# Is this fraction undefined? Infinite Probability Question.

Where $\frac{1}{\infty}$ and $\frac{\infty}{\infty}$ are both undefined terms that generally lead to nonsense, I'm wondering if we can assert that...:

$$\frac{1+1+1+\cdots}{1+1+1+\cdots} = 1$$

...or even

$$\frac n {1+1+1+\cdots} = 0$$

...for any natural number $n$. In terms of infinite probabilities, it might make sense to recognize something like this because then we can differentiate:

$$\frac{1+1+1+\cdots}{2+2+2+\cdots} = \frac 1 2\left(\frac{1+1+1+\cdots}{1+1+1+\cdots}\right) = \frac 1 2.$$

I ask because I independently developed the following proof for selecting a natural number using a method where all natural numbers have an equal, however undefined, probability of being selected.

Introduction:

It is helpful to consider a simple observation pertaining to finite sets in order to get started. Let $A = \{1, 2\}$ and $B = \{3, 4, 5, 6\}$. Let $f(x) = 1$ if $x$ is odd and $f(x) = 2$ if $x$ is even. Then, function $f$ is a surjection from $B$ onto $A$ that is “uniform” in the sense that selecting an element $x \in B$ uniformly at random will result in the selection of $f(x) \in A$ uniformly at random as well. Note that in order to do this, we have effectively partitioned $B$ into subsets the same size as $A$ so that we could biject those subsets with $A$. Likewise, this work shows how we can partition $[ \,0, 1) \,$ into countable sets that are then bijected with the natural numbers. Consideration is then given to whether selecting an element of $[ \,0, 1) \,$ uniformly at random allows for the selection of a natural number uniformly at random as well.

(Records from a data source)
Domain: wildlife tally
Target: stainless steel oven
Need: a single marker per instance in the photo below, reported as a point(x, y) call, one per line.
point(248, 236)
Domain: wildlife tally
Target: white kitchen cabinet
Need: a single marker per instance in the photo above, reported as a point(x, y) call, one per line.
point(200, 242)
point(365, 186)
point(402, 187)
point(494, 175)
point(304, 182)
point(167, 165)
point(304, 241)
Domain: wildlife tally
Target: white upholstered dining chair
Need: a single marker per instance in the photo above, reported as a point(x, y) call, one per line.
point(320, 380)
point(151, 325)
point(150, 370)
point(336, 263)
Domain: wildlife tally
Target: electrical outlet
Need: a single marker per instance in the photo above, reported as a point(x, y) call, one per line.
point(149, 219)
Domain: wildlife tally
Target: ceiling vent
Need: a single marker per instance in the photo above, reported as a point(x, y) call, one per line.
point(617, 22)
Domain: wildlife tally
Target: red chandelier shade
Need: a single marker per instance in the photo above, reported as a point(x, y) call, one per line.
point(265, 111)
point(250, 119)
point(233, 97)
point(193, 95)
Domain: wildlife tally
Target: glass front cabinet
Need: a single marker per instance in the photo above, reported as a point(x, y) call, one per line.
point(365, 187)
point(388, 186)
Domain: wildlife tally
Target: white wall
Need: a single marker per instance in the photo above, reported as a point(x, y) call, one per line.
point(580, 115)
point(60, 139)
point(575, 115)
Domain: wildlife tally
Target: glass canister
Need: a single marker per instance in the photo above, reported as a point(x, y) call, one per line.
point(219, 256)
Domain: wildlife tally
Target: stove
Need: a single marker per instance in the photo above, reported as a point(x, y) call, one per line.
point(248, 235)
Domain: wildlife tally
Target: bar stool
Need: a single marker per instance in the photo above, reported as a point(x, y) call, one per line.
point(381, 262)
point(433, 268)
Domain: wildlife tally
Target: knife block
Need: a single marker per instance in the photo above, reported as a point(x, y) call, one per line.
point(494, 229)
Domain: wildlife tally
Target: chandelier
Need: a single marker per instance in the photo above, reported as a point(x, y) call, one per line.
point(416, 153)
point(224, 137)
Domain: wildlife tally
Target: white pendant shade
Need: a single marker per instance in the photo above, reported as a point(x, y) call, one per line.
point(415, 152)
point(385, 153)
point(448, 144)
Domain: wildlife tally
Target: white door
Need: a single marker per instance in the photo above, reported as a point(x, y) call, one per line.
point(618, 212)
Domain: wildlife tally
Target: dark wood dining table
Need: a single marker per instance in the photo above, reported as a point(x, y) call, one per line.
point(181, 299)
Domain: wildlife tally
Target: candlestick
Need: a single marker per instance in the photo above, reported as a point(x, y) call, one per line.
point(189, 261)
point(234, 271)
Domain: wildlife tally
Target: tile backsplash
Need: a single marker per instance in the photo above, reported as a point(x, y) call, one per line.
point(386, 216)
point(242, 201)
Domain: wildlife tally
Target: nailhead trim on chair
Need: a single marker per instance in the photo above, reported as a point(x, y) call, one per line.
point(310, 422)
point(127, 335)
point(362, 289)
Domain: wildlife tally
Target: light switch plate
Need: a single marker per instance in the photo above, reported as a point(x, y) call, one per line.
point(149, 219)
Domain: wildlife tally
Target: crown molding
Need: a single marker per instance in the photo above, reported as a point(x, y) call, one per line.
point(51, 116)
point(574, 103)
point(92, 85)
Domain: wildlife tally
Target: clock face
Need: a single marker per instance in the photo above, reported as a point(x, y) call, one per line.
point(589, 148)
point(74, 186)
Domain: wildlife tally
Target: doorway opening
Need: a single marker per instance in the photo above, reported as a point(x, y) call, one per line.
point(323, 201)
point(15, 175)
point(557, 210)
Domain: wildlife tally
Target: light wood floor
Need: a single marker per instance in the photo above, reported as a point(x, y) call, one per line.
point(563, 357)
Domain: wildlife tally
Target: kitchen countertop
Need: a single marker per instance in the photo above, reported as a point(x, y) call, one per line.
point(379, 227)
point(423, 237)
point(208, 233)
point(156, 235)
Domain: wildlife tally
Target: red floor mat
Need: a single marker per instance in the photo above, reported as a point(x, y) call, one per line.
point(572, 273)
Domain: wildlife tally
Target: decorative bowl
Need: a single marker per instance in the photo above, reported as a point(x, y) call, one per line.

• _Set problem 1_
In the infinite probability question, what value does the function $f$ in the introduction's finite example assign to an odd $x$?
• _Set problem 2_
Pick up the infinite probability question after its final sentence and write what comes next.

• _Exercise output 1_
$f(x) = 1$

• _Exercise output 2_
Definitions:

Let $V^{( \,0.5, 1) \,}$ be a set containing one and only one element from each Vitali equivalence class on the interval $( \, 0.5, 1 ) \,$ (Vitali equivalence classes are equivalence classes of the real numbers that partition $\mathbb{R}$ under the relation $x \equiv y \iff ( \, \exists q \in \mathbb{Q} ) \, ( \, x - y = q ) \,$). The axiom of choice allows for such a selection.

For any real number $r$, let $d(r)$ equal the one and only one element $v \in V^{( \,0.5, 1) \,}$ such that $r - v \in \mathbb{Q}$.

Let $h : \mathbb{N} \longmapsto \mathbb{Q} [ \, 0, 1 ) \,$ (here $\longmapsto$ denotes a bijection).

Let $x$ be an element of $[ \,0, 1) \,$ selected uniformly at random.

Let $k(x) = \begin{cases} h^{-1}(x - d(x) + 0.5) && x \geq d(x) - 0.5 \\ h^{-1}((x + 1) - d(x) + 0.5) && x < d(x) - 0.5 \end{cases}$.

For each natural number $1, 2, 3, …$, let $V^1, V^2, V^3, \ldots$, respectively, be the sets such that $( \, \forall x \in V^{n} ) \, ( \,k(x) = n ) \,$. We then have $V^{( \,0.5, 1) \,} = V^{h^{-1}(0.5)}$, for example. Each $V^{n}$ will be a Vitali set by definition with the collection $\{ V^{n} : n \in \mathbb{N} \}$ forming a partition of $[ \,0, 1) \,$.

Comments on Uniformity:

A uniform distribution is a concept of translation invariance. For example, if $S$ is a measurable set, we may want the probability of $S$ to be the same as the probability of $\{y : y = z + n, z \in S \}$ for each natural number $n$. In the case of function $k$ over the domain $[ \,0, 1) \,$, however, we end up mapping each element of each non-measurable Vitali set $V^n$ to a distinct natural number $n$. Where $a, b \in \mathbb{N}$, it is easy to see that the probability of $x$ falling within $V^a$ is equal to the probability of $x$ falling in $V^b$, but we cannot rely on a Lebesgue measure as a means of establishing probability or creating any sort of cumulative distribution function on $\mathbb{N}$. The probability of selecting any given natural remains undefined.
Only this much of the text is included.